(Page extract):
— start —
In [13]: H.FD.keys()
Out[13]:
[(0, '20100527210000'),
(0, '20100513210000'),
(0, '20100528210000'),
(0, '20100526210000'),
(0, '20100521210000'),
'grid_dates',
(0, '20100512210000'),
(0, '20100514210000'),
(0, '20100519210000'),
(0, '20100520210000'),
'options',
(0, '20100523210000'),
(0, '20100525210000'),
(0, '20100530210000'),
(0, '20100515210000'),
(0, '20100531210000'),
(0, '20100517210000'),
(0, '20100529210000'),
(0, '20100524210000'),
(0, '20100516210000'),
(0, '20100522210000'),
(0, '20100518210000')]

You’ll see that along with the keys, grid_dates and options, the dictionary is primary keyed by a set of tuples. These tuples represent (s, date), where s is the specied ID and date is the date of a grid file from flexpart (e.g. something like: grid_time_20100515210000_001). However, if we look at the keys of the H.C dictionary:

In [14]: H.C.keys()
Out[14]: [(0, 1), (0, 0), (0, 6), (0, 5), (0, 4), (0, 3), (0, 2)]

We see only tuples, now keyed by (s,rel_id), where s is still the species ID, but rel_id is the release ID. These release IDs correspond to the times in H.releasetimes which is a list of the release times.

Each tuple is a key to another dictionary, that contains the data. Currently there are differences between the way the data is stored in H.FD and in H.C, but future versions are working to make these two data stores common.

So we know now H.C is keyed by (s,k) where s is an integer for the species #, and k is an integer for the release id. Let’s look at the data stores returned in each of these two dictionaries:

In [30]: H.FD[(0, '20100527210000')].keys()
Out[30]:
['dry',
'itime',
'min',
'max',
'gridfile',
'wet',
'rel_i',
'shape',
'spec_i',
'grid',
'timestamp',
'species']

If we look at H.FD[(0, ‘20100527210000’)].grid for example, we’ll see that this returns a numpy array of shape:

In [31]: H.FD[(0, '20100527210000')].grid.shape
Out[31]: (720, 180, 3, 7)

which corresponds to (numx, numy, numz, numk) where numk is the number of releases. We can see this grid is from the gridfile:

In [32]: H.FD[(0, '20100527210000')].gridfile
Out[32]:
'/home/johnbur/Dev_fp/test_data/grid_time_20100527210000_001'

The other information is mainly metadata for that grid.

In H.C the information is slightly different:

In [33]: H.C[(0,1)].keys()
Out[33]:
['itime',
'min',
'timestamp',
'gridfile',
'rel_i',
'shape',
'spec_i',
'grid',
'max',
'species',
'slabs']

In particular, note the shape of the grid is now:

In [35]: H.C[(0,1)].grid.shape
Out[35]: (720, 180, 3)

There is no longer a fourth dimension corresponding to the release time. Furthermore, there is a new key slabs. This is a dictionary where each numz level is packaged as a 2-d numpy array keyed by it’s level index. This is redundant data to the grid, and will likely change in future versions of pflexible. However, the important point to note is that the 0th element is the Total Column.

Using the plotting tools of pflexible we can plot the total column easily:

pf.plot_totalcolumn (H, H.C[(0,1)], map_region='Europe')

This should return an image similar to:

_images/sample_totalcolumn2.png

Adding Trajectories

I use the read_trajectories() function to read the trajectories.txt file and get the trajectories from the run output directory.:

T = pf.read_trajectories(H)
— end —
(Supplied records):
— start —
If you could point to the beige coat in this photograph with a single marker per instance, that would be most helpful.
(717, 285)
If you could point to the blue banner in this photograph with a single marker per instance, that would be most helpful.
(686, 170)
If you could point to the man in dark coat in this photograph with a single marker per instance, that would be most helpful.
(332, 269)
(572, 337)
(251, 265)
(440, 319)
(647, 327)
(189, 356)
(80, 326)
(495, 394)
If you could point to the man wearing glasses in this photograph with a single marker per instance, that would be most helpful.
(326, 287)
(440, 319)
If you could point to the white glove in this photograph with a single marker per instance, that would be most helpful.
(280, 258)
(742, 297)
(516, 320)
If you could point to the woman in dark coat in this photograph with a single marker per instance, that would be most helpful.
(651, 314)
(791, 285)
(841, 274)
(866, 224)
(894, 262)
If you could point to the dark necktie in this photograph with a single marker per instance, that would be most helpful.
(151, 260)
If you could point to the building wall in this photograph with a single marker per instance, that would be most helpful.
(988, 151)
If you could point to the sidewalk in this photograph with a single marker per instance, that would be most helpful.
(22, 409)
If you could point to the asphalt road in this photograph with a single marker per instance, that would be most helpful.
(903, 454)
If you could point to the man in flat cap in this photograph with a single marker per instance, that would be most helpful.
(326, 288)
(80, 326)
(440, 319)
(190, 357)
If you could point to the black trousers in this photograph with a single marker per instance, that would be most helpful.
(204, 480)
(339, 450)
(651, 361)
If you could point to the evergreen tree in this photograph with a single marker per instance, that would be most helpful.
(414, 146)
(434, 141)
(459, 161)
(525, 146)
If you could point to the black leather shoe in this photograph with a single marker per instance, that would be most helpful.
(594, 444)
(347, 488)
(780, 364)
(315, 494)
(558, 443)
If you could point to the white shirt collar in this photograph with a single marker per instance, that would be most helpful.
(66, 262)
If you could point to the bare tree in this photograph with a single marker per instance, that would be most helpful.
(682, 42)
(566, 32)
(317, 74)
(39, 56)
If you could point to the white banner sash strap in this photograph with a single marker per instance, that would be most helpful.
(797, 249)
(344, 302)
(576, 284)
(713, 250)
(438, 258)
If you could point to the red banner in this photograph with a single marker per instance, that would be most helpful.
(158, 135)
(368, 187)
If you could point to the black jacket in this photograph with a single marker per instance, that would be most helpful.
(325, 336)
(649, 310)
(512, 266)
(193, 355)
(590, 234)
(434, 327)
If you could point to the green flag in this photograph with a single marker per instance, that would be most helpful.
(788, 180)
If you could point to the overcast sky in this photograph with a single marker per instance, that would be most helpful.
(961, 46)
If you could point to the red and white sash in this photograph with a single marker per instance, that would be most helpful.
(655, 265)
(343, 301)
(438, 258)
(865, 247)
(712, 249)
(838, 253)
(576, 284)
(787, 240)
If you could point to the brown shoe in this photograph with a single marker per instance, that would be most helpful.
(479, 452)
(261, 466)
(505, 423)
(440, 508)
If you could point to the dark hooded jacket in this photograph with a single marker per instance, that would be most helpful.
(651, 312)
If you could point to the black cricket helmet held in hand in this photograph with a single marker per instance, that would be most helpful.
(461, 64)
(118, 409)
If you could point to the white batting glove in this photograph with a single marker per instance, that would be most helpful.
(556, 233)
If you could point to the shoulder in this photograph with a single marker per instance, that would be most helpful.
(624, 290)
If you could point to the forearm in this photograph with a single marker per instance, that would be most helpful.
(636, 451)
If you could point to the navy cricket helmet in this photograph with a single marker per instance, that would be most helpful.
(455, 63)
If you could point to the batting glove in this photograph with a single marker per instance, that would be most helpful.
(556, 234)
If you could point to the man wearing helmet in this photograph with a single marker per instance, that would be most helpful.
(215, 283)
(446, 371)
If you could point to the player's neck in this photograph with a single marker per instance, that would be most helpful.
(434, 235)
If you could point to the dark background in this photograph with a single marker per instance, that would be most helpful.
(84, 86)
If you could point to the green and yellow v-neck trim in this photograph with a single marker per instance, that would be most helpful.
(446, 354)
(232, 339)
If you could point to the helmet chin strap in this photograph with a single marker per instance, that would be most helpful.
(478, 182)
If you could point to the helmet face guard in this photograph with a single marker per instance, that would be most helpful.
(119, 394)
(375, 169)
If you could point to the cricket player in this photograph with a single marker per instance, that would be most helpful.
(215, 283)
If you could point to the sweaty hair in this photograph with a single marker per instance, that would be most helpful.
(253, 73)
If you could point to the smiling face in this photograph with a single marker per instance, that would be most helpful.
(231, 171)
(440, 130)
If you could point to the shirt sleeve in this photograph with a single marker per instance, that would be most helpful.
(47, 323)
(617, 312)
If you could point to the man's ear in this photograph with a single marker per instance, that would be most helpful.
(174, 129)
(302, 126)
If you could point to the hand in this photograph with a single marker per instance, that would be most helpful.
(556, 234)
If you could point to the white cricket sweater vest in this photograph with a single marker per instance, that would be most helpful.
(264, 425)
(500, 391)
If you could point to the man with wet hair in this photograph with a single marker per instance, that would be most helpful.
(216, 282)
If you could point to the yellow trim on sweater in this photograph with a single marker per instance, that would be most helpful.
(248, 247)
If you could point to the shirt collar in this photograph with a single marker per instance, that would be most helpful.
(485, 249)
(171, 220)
— end —
Can you output the stretch of the pflexible page from "In [14]: H.C.keys()" through "the release times." word for word? The rows have no connection to the pflexible page.

In [14]: H.C.keys()
Out[14]: [(0, 1), (0, 0), (0, 6), (0, 5), (0, 4), (0, 3), (0, 2)]

We see only tuples, now keyed by (s,rel_id), where s is still the species ID, but rel_id is the release ID. These release IDs correspond to the times in H.releasetimes which is a list of the release times.